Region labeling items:
>> BEGIN
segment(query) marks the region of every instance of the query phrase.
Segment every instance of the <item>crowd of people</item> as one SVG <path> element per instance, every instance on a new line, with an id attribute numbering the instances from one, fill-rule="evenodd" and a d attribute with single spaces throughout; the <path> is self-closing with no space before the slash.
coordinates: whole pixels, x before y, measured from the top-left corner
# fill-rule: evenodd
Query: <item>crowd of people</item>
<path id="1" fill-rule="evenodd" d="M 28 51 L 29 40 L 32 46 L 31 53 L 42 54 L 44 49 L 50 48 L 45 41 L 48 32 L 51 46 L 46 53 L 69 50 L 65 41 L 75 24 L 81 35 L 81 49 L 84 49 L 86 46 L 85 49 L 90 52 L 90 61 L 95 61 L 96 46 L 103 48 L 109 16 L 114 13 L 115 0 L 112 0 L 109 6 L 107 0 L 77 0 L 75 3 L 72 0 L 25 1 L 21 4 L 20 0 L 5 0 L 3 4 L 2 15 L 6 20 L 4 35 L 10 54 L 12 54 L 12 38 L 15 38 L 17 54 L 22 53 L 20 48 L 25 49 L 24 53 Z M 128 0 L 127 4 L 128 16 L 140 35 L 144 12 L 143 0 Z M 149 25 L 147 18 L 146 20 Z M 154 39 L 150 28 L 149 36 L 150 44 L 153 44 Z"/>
>> END
> _SHORT TASK_
Put every line of the items above into a Markdown table with the columns Row and Line. Number each row and leave out blank lines.

> _FULL OUTPUT_
| Row | Line |
|---|---|
| 1 | segment(query) marks the region of every instance of the query phrase. |
| 2 | Segment every instance of the <item>crowd of people</item> as one SVG <path> element per instance, every instance on a new line, with an id attribute numbering the instances from one, fill-rule="evenodd" and a d attribute with single spaces throughout; the <path> is self-closing with no space before the slash. |
| 3 | coordinates: whole pixels, x before y, measured from the top-left corner |
| 4 | # fill-rule: evenodd |
| 5 | Query: <item>crowd of people</item> |
| 6 | <path id="1" fill-rule="evenodd" d="M 28 51 L 29 40 L 32 46 L 31 53 L 42 54 L 44 49 L 50 48 L 45 41 L 48 32 L 51 46 L 46 53 L 69 50 L 65 41 L 75 24 L 81 35 L 81 49 L 84 49 L 86 46 L 85 49 L 90 52 L 90 61 L 95 61 L 96 46 L 103 48 L 109 16 L 114 13 L 115 0 L 112 0 L 109 6 L 107 0 L 77 0 L 75 3 L 72 0 L 25 1 L 21 4 L 20 0 L 5 0 L 3 4 L 2 15 L 6 20 L 4 35 L 10 54 L 12 54 L 12 38 L 15 38 L 17 54 L 22 53 L 20 48 L 25 49 L 24 53 Z M 128 0 L 127 4 L 128 16 L 140 35 L 144 12 L 143 0 Z M 149 25 L 147 18 L 146 20 Z M 154 39 L 150 28 L 149 36 L 150 44 L 153 44 Z"/> |